**Exercise directions:** Reproduce the records below exactly, leaving out any pictures.

**Data entries:**
================================
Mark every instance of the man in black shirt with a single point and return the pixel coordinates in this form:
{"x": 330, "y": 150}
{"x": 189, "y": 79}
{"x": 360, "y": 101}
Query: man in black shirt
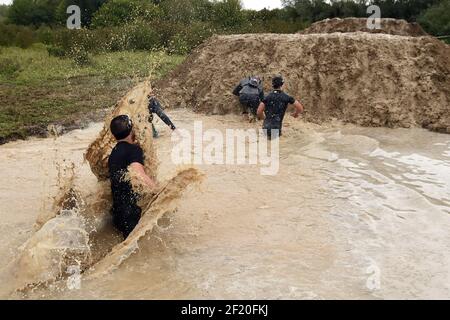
{"x": 273, "y": 108}
{"x": 154, "y": 107}
{"x": 126, "y": 154}
{"x": 250, "y": 92}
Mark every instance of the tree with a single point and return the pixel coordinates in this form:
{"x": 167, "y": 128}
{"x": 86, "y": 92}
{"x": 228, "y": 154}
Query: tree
{"x": 88, "y": 9}
{"x": 228, "y": 14}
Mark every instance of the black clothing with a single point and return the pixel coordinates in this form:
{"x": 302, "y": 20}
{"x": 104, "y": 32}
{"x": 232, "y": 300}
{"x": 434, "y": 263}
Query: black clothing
{"x": 126, "y": 212}
{"x": 250, "y": 103}
{"x": 276, "y": 105}
{"x": 249, "y": 96}
{"x": 155, "y": 107}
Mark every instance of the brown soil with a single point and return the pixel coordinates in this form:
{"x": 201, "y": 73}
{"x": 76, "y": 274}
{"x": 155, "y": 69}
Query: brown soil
{"x": 367, "y": 79}
{"x": 388, "y": 26}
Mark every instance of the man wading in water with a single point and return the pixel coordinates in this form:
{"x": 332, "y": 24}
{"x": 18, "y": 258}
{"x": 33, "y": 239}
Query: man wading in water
{"x": 250, "y": 92}
{"x": 126, "y": 154}
{"x": 154, "y": 107}
{"x": 273, "y": 108}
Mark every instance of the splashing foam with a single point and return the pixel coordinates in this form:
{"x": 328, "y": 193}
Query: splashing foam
{"x": 78, "y": 232}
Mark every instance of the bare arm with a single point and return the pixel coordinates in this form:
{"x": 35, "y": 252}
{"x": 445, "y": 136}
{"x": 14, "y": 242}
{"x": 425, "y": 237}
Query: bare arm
{"x": 260, "y": 112}
{"x": 298, "y": 109}
{"x": 139, "y": 168}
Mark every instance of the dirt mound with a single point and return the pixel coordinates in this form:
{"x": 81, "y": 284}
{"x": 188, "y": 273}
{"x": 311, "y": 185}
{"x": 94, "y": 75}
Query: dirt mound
{"x": 388, "y": 26}
{"x": 363, "y": 78}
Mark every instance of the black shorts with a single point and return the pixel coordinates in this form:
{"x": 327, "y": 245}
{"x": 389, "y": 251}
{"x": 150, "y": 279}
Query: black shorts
{"x": 250, "y": 103}
{"x": 273, "y": 127}
{"x": 126, "y": 218}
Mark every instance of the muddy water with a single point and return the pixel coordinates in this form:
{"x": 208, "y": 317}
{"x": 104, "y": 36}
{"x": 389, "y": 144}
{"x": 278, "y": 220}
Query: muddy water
{"x": 353, "y": 213}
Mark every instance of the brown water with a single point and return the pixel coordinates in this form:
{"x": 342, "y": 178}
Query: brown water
{"x": 353, "y": 213}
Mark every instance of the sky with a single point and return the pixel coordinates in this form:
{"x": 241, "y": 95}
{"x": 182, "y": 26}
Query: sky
{"x": 248, "y": 4}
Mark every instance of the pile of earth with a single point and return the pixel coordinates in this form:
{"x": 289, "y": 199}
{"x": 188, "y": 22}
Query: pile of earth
{"x": 363, "y": 78}
{"x": 388, "y": 26}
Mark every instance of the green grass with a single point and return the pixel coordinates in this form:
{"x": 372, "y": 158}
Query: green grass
{"x": 37, "y": 89}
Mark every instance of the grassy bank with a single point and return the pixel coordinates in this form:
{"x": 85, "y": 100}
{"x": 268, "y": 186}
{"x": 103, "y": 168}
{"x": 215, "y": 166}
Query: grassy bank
{"x": 37, "y": 90}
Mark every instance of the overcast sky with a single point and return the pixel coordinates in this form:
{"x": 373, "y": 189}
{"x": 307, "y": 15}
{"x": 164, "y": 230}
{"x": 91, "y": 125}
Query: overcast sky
{"x": 248, "y": 4}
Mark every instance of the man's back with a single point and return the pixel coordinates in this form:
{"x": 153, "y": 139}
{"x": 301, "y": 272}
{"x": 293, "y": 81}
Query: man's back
{"x": 121, "y": 157}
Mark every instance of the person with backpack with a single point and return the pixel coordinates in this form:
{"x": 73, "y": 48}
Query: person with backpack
{"x": 250, "y": 92}
{"x": 273, "y": 108}
{"x": 154, "y": 107}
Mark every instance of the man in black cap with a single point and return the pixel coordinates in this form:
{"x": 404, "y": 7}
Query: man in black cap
{"x": 273, "y": 108}
{"x": 250, "y": 92}
{"x": 126, "y": 154}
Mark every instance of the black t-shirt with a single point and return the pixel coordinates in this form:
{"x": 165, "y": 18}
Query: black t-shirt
{"x": 276, "y": 104}
{"x": 121, "y": 157}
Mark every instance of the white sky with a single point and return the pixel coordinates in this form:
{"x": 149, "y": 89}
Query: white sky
{"x": 248, "y": 4}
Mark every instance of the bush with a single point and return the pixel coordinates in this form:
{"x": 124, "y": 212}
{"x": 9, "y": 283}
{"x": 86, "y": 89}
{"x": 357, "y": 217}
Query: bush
{"x": 80, "y": 56}
{"x": 143, "y": 36}
{"x": 56, "y": 51}
{"x": 24, "y": 38}
{"x": 9, "y": 67}
{"x": 121, "y": 12}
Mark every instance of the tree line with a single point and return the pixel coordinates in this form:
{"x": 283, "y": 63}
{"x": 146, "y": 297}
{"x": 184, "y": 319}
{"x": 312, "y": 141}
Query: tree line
{"x": 180, "y": 25}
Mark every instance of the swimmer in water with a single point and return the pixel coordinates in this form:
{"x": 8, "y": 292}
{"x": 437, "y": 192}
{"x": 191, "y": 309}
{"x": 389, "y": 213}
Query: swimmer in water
{"x": 126, "y": 154}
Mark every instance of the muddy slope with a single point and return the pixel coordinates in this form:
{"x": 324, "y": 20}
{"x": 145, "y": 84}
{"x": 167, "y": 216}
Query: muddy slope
{"x": 366, "y": 79}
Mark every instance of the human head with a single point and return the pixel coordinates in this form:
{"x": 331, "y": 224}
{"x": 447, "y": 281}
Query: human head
{"x": 255, "y": 81}
{"x": 277, "y": 82}
{"x": 121, "y": 127}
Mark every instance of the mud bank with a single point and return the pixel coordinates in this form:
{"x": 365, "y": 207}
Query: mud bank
{"x": 353, "y": 213}
{"x": 368, "y": 79}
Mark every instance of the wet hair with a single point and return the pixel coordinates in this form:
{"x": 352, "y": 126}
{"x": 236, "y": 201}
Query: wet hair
{"x": 121, "y": 127}
{"x": 277, "y": 82}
================================
**Result for this exercise:**
Mark every instance of the man in black shirt with a single point and return the pixel coordinates in this form:
{"x": 330, "y": 150}
{"x": 189, "y": 79}
{"x": 360, "y": 101}
Query: man in black shirt
{"x": 273, "y": 108}
{"x": 154, "y": 107}
{"x": 126, "y": 154}
{"x": 250, "y": 92}
Mark every instance of the tree with a single point and return the pixel coordinates in this form:
{"x": 167, "y": 128}
{"x": 86, "y": 92}
{"x": 228, "y": 154}
Query: tree
{"x": 88, "y": 9}
{"x": 228, "y": 14}
Mark every instance of the black clothing with a single point and return the pixel coordinates in this form:
{"x": 302, "y": 20}
{"x": 104, "y": 32}
{"x": 232, "y": 300}
{"x": 434, "y": 263}
Query: black clothing
{"x": 126, "y": 212}
{"x": 250, "y": 103}
{"x": 276, "y": 105}
{"x": 249, "y": 96}
{"x": 155, "y": 107}
Mark every instance of the brown soil with a single point and return the pixel coordinates in this form:
{"x": 201, "y": 73}
{"x": 76, "y": 274}
{"x": 155, "y": 69}
Query: brown soil
{"x": 367, "y": 79}
{"x": 388, "y": 26}
Mark every instance of the man wading in water with a single point and return the pixel coordinates in this form:
{"x": 332, "y": 24}
{"x": 18, "y": 258}
{"x": 33, "y": 239}
Query: man wading in water
{"x": 250, "y": 92}
{"x": 126, "y": 154}
{"x": 154, "y": 107}
{"x": 273, "y": 108}
Mark every instance of the splashing foam with a single point and return the pixel coordinates in this form:
{"x": 328, "y": 193}
Query: splashing foam
{"x": 78, "y": 232}
Mark every instance of the bare arm with a single point and return the pixel coordinates in this form:
{"x": 35, "y": 252}
{"x": 445, "y": 136}
{"x": 14, "y": 242}
{"x": 425, "y": 237}
Query: bare arm
{"x": 260, "y": 112}
{"x": 298, "y": 109}
{"x": 139, "y": 168}
Mark every instance of the dirt mound with a single point and return the pixel coordinates in this form:
{"x": 81, "y": 284}
{"x": 188, "y": 273}
{"x": 311, "y": 185}
{"x": 94, "y": 75}
Query: dirt mound
{"x": 388, "y": 26}
{"x": 363, "y": 78}
Mark every instance of the black shorts with a single point and return the pixel coordinates in this form:
{"x": 327, "y": 245}
{"x": 389, "y": 251}
{"x": 150, "y": 279}
Query: black shorts
{"x": 250, "y": 103}
{"x": 273, "y": 127}
{"x": 126, "y": 218}
Mark every instance of the muddy water with a single point and return the pixel coordinates in this form:
{"x": 208, "y": 317}
{"x": 104, "y": 36}
{"x": 389, "y": 144}
{"x": 278, "y": 220}
Query: muddy water
{"x": 353, "y": 213}
Mark every instance of the brown water with a single point and return the pixel coordinates in this form:
{"x": 342, "y": 178}
Query: brown water
{"x": 353, "y": 213}
Mark every instance of the sky with a single point and return the pixel coordinates in this form:
{"x": 241, "y": 95}
{"x": 182, "y": 26}
Query: sky
{"x": 248, "y": 4}
Mark every instance of the pile of earth with a single point and return the pixel coordinates in this form:
{"x": 289, "y": 199}
{"x": 188, "y": 22}
Query: pile of earth
{"x": 363, "y": 78}
{"x": 388, "y": 26}
Mark every instance of the green grass with a single point and return the pixel coordinates in this form:
{"x": 372, "y": 158}
Query: green grass
{"x": 37, "y": 89}
Mark every instance of the grassy bank with a single point and return the pixel coordinates in this form:
{"x": 85, "y": 100}
{"x": 268, "y": 186}
{"x": 103, "y": 168}
{"x": 215, "y": 166}
Query: grassy bank
{"x": 37, "y": 90}
Mark every instance of the overcast sky with a single point and return the pixel coordinates in this form:
{"x": 373, "y": 189}
{"x": 307, "y": 15}
{"x": 164, "y": 230}
{"x": 91, "y": 125}
Query: overcast sky
{"x": 248, "y": 4}
Mark every instance of the man's back with a single point and return the pixel coordinates in this form:
{"x": 153, "y": 139}
{"x": 301, "y": 272}
{"x": 293, "y": 81}
Query: man's back
{"x": 121, "y": 157}
Mark every instance of the person with backpack with a single point and return the pixel coordinates in this form:
{"x": 73, "y": 48}
Query: person with backpack
{"x": 250, "y": 92}
{"x": 273, "y": 108}
{"x": 154, "y": 107}
Mark every instance of the man in black cap with a single point and return the pixel coordinates in this form:
{"x": 404, "y": 7}
Query: man in black cap
{"x": 273, "y": 108}
{"x": 250, "y": 92}
{"x": 126, "y": 154}
Mark every instance of the black t-shirt with a single point and return the pixel coordinates in this form:
{"x": 165, "y": 18}
Query: black t-shirt
{"x": 276, "y": 104}
{"x": 121, "y": 157}
Mark every instance of the white sky with a single point and return the pixel coordinates in this form:
{"x": 149, "y": 89}
Query: white sky
{"x": 248, "y": 4}
Mark every instance of the bush with a single point and return the pixel coordinates in this form:
{"x": 124, "y": 212}
{"x": 9, "y": 283}
{"x": 86, "y": 89}
{"x": 357, "y": 217}
Query: bush
{"x": 80, "y": 56}
{"x": 143, "y": 36}
{"x": 56, "y": 51}
{"x": 24, "y": 38}
{"x": 9, "y": 67}
{"x": 121, "y": 12}
Mark every instance of the tree line with a single point and return the pixel coordinates in this form:
{"x": 283, "y": 63}
{"x": 146, "y": 297}
{"x": 184, "y": 319}
{"x": 312, "y": 141}
Query: tree line
{"x": 180, "y": 25}
Mark every instance of the swimmer in water with a single point and return the pixel coordinates in this form:
{"x": 8, "y": 292}
{"x": 437, "y": 192}
{"x": 191, "y": 309}
{"x": 389, "y": 213}
Query: swimmer in water
{"x": 126, "y": 154}
Mark every instance of the muddy slope with a single point and return the pixel coordinates in this form:
{"x": 324, "y": 20}
{"x": 145, "y": 84}
{"x": 167, "y": 216}
Query: muddy slope
{"x": 366, "y": 79}
Mark every instance of the human head with a single point and return the pixel coordinates in this form:
{"x": 331, "y": 224}
{"x": 447, "y": 281}
Query: human head
{"x": 255, "y": 81}
{"x": 277, "y": 82}
{"x": 121, "y": 127}
Mark every instance of the mud bank with a single point and return the pixel coordinates in this form:
{"x": 365, "y": 207}
Query: mud bank
{"x": 353, "y": 213}
{"x": 368, "y": 79}
Mark every instance of the wet hair with a single point and return the pixel coordinates in this form:
{"x": 352, "y": 126}
{"x": 236, "y": 201}
Query: wet hair
{"x": 121, "y": 127}
{"x": 277, "y": 82}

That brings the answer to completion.